(Source material):
· · · · · · ·
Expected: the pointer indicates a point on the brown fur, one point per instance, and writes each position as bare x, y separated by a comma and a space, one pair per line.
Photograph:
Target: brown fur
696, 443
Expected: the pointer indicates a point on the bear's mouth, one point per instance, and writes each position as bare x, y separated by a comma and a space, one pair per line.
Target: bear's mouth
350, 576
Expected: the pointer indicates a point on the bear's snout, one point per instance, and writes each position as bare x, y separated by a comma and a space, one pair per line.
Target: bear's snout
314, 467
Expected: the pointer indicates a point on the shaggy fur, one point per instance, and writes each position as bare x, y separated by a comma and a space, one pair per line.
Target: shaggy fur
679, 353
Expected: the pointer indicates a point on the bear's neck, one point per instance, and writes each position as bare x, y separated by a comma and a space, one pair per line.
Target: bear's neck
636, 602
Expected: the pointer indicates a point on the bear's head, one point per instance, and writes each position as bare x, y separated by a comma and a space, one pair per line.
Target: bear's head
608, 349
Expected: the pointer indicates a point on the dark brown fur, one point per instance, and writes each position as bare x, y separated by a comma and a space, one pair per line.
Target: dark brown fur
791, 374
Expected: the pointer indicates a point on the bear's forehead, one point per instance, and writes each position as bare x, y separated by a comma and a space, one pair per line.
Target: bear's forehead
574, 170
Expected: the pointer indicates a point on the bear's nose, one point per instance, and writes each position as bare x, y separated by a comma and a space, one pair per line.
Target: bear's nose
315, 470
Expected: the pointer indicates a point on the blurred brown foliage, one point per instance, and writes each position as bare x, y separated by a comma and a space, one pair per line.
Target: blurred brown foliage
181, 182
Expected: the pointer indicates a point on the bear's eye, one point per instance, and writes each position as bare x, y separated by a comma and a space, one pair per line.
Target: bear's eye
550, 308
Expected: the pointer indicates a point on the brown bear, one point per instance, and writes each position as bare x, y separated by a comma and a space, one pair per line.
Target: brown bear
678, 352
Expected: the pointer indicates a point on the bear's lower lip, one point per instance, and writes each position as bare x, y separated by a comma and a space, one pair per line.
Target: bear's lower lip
· · · · · · ·
(Set exercise):
Reproduce the data above verbatim, from the line containing "Expected: the pointer indicates a point on the blurred" through the end of the data, including both the first and last lines.

(Answer to the task):
Expected: the pointer indicates a point on the blurred brown foliage, one point per instance, and writes each position as bare x, y separated by a comma and a space, one pair per line.
Target: blurred brown foliage
181, 182
Expected: the pointer indicates a point on the bear's eye, one point per instance, and writes each position as bare x, y separated by a comma and a space, one pair per line.
Target: bear's eye
550, 308
Expected: the pointer indicates a point on the brown bear, one point per instance, and writes each position as bare x, y separated by a comma and a space, one pair per line.
Target: brown bear
678, 352
Expected: the pointer indicates a point on the bear's lower lip, one point per instance, and writes each position as bare x, y separated by a comma and a space, one pair per line.
Target: bear's lower lip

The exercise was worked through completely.